- **Your task**: Exact repetition is required: output every record in full.

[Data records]
● ● ● ● ●

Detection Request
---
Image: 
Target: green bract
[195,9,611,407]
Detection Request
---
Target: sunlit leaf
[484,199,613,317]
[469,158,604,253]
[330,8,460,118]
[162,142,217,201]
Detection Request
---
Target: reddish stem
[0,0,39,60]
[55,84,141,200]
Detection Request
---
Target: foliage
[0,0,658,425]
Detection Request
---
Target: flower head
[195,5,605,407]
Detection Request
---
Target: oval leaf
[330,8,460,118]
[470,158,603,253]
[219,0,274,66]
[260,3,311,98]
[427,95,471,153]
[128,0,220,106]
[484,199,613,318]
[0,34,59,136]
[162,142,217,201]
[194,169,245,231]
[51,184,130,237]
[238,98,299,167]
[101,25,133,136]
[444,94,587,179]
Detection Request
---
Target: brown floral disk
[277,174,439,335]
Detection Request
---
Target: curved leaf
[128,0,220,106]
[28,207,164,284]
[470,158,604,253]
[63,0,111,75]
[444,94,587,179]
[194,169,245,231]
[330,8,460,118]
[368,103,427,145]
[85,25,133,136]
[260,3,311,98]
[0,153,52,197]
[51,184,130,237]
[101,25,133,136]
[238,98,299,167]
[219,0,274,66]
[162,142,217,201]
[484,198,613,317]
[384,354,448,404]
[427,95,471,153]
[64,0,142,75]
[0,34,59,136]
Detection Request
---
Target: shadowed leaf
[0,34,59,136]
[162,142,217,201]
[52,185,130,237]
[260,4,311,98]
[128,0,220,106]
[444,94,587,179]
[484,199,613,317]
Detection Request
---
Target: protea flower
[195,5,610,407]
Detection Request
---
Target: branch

● ● ● ● ●

- **The completed task**:
Detection Request
---
Image: 
Target: green bract
[195,9,611,407]
Detection Request
---
Target: sunlit leaf
[484,199,613,317]
[469,158,604,253]
[330,8,460,118]
[162,142,217,201]
Detection Request
---
Target: reddish stem
[0,0,39,60]
[55,84,141,200]
Detection Request
---
Target: foliage
[0,0,658,425]
Detection Request
---
Target: flower head
[195,5,605,407]
Detection Request
---
Target: oval leaf
[330,8,460,118]
[470,158,603,253]
[219,0,274,66]
[260,3,311,98]
[427,95,471,153]
[128,0,220,106]
[484,199,613,318]
[0,34,59,136]
[162,142,217,201]
[194,169,245,231]
[51,184,130,237]
[238,98,299,167]
[101,25,133,136]
[444,94,587,179]
Detection Request
---
Target: brown floral disk
[277,174,439,335]
Detection Request
---
Target: curved leaf
[128,0,220,106]
[28,207,164,284]
[470,158,604,253]
[63,0,111,75]
[444,94,587,179]
[194,169,245,231]
[330,8,460,118]
[368,103,427,145]
[85,25,133,136]
[260,3,311,98]
[0,153,52,197]
[51,184,130,237]
[101,25,133,136]
[238,98,299,167]
[219,0,274,66]
[162,142,217,201]
[484,198,613,317]
[384,354,448,404]
[427,95,471,153]
[64,0,142,75]
[0,34,59,136]
Detection Request
---
Target: shadowed leaf
[0,34,59,136]
[162,142,217,201]
[52,185,130,237]
[260,4,311,98]
[128,0,220,106]
[444,94,587,179]
[484,199,613,317]
Detection Request
---
Target: protea flower
[195,5,610,407]
Detection Request
---
Target: branch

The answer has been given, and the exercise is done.